• **Written instruction 1**: Repeat, word for word, the stretch of the passage on chaos theory and human behavior from "The significance of" through "its possible consequences.".

• **Document passage**:
====================

The significance of the theory in human behaviour lies in the fact that human beings are typical chaotic systems being very sensitive to changes in the initial conditions of the inputs affecting their behaviour. As mentioned above, the brain is such a huge chaotic machine with multiple feed-back loops that the predictions of the end results in terms of human behaviour are nearly impossible. However, the theory can predict the trend towards the possiblities of certain behaviour when certain key indicators reveal themselves in the behavioral patterns. An overall note of caution derived from the Theory of Chaos as applied to human affairs is, of course, to take absolute care before initiating any specific action. A corollary from this warning is not to take any action without thinking over its possible consequences.

The key to applying the rules of chaos in human behaviour in a group is to look for tell-tale signs of the key features of a chaotic or turbulent system which are :- the sink, the source, the saddle, the limiting cycle and the bifurcation point. Whenever there is a group of people there are bound to be different types of personalities present. There may be people who are centres of attraction for other people in the group. May be it is the result of their flamboyance or strong personalities. These are comparable to the concept of the sink. Then there may be those who are very keen to initiate some actions in the group. These are comparable to the concept of the source. Others are very often indecisive in their actions and sway between different opinions. These are comparable to the saddle. Still, there are some who prefer to form a small group on their own within the larger group and uphold the interests of the their own small circles. These are comparable to the limiting cycle where no successful policy can be implemented due to a fragmentation of the opinions and conflicts of interests arising between the smaller and the larger group. Finally, the most important feature to note in a small social group like a trade association or a social club is the bifurcation point. There may be some special events like an election of the governing body of the group that may trigger some upheaval such as a struggle for power and control. This situation is comparable to the emergence of the bifurcation point. Extra care should be taken to prevent the situation from deteriorating into a full blown chaos which may have serious ramifications on the stability and peaceful existence of the group as a whole. With different personalities and personal interests and values, it is very often a volatile situation. Any slight changes in the moods and preferences of the individual members of the group can gives rise to different initial conditions that can lead to chaotic and unpredictable results. That is why the Theory of Chaos has been successfully applied to social and economic phenomena.

====================

• **Supplied data**:
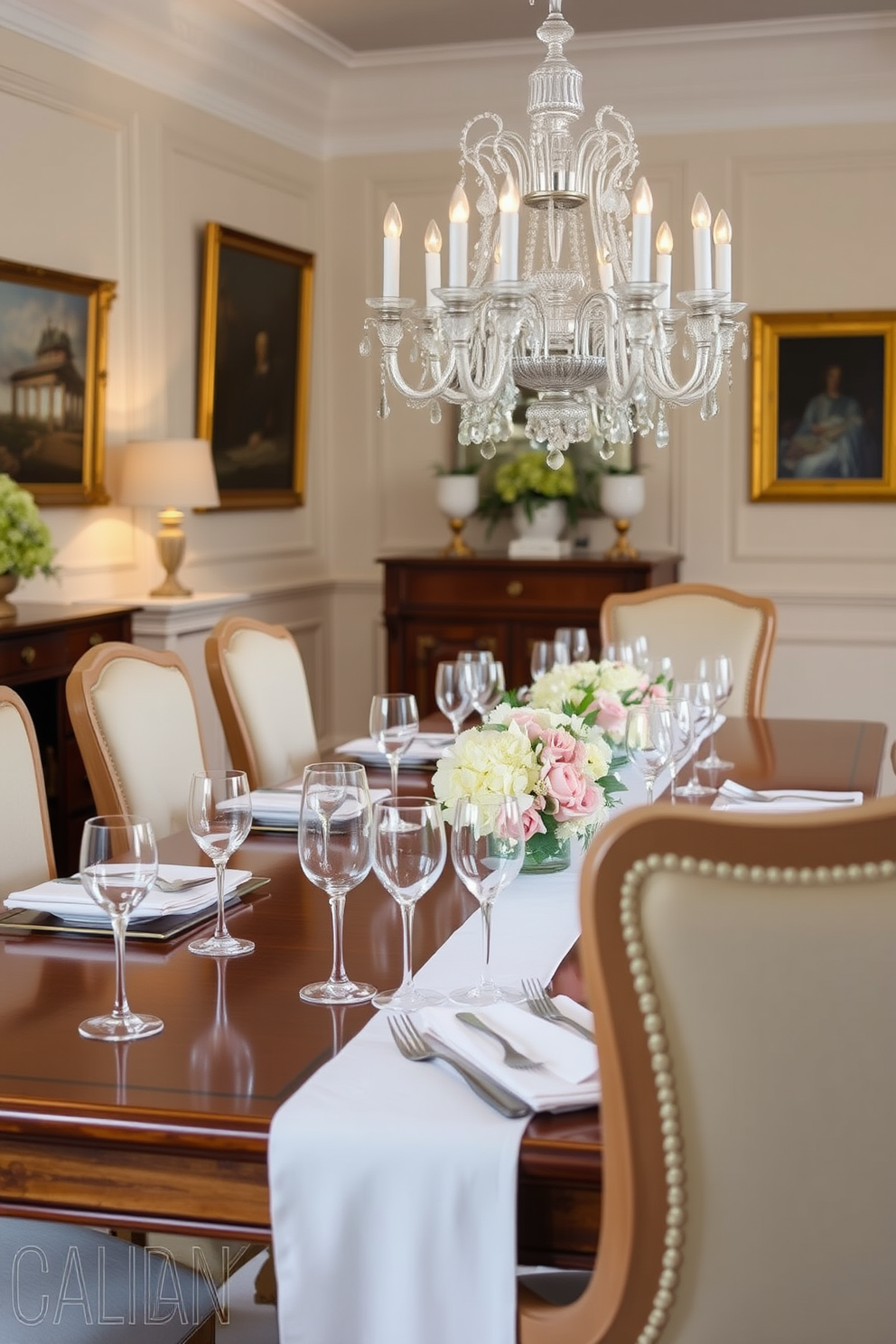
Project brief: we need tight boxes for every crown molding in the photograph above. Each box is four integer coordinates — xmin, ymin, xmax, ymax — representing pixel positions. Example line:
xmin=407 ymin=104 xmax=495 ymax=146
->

====================

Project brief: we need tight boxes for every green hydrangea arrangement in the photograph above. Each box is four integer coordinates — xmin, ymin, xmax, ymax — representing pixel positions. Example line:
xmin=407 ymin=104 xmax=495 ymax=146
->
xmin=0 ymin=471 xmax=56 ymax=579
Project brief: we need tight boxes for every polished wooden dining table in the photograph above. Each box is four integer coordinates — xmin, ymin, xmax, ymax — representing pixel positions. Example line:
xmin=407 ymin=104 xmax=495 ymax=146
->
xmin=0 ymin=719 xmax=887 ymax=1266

====================

• **Written instruction 2**: Reproduce the lines in the records, from the line that contains "Project brief: we need tight boxes for every green" through the line that contains "xmin=0 ymin=471 xmax=56 ymax=579".

• **Written solution 1**:
The significance of the theory in human behaviour lies in the fact that human beings are typical chaotic systems being very sensitive to changes in the initial conditions of the inputs affecting their behaviour. As mentioned above, the brain is such a huge chaotic machine with multiple feed-back loops that the predictions of the end results in terms of human behaviour are nearly impossible. However, the theory can predict the trend towards the possiblities of certain behaviour when certain key indicators reveal themselves in the behavioral patterns. An overall note of caution derived from the Theory of Chaos as applied to human affairs is, of course, to take absolute care before initiating any specific action. A corollary from this warning is not to take any action without thinking over its possible consequences.

• **Written solution 2**:
Project brief: we need tight boxes for every green hydrangea arrangement in the photograph above. Each box is four integer coordinates — xmin, ymin, xmax, ymax — representing pixel positions. Example line:
xmin=407 ymin=104 xmax=495 ymax=146
->
xmin=0 ymin=471 xmax=56 ymax=579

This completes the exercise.